(Beginning of DATA SECTION)
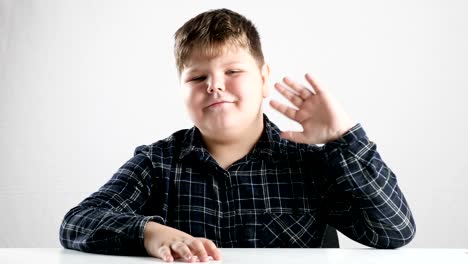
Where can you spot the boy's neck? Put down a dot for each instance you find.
(228, 150)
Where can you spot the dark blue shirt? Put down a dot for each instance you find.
(281, 194)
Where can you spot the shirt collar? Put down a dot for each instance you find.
(192, 144)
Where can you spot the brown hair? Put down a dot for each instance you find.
(212, 31)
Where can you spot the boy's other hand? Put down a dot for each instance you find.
(169, 244)
(320, 115)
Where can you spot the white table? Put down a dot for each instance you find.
(247, 256)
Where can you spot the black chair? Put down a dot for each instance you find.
(330, 238)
(End of DATA SECTION)
## [TASK REQUIREMENTS]
The records must be copied with no word altered, and without their pictures.

## [SOLUTION TO THIS PROBLEM]
Where can you spot the boy's neck? Put down a dot for each instance you find.
(228, 150)
Where can you spot the dark blue shirt? Put down a dot for each instance you find.
(281, 194)
Where can you spot the shirt collar? Put down a dot for each instance you find.
(192, 144)
Where can you spot the brown hair? Put down a dot for each instance you find.
(212, 31)
Where can you spot the boy's other hand? Put down a dot for each instance you find.
(169, 244)
(320, 115)
Where can you spot the white table? Put down a dot for each instance you find.
(247, 256)
Where can you spot the black chair? Put down a dot for each instance you find.
(330, 238)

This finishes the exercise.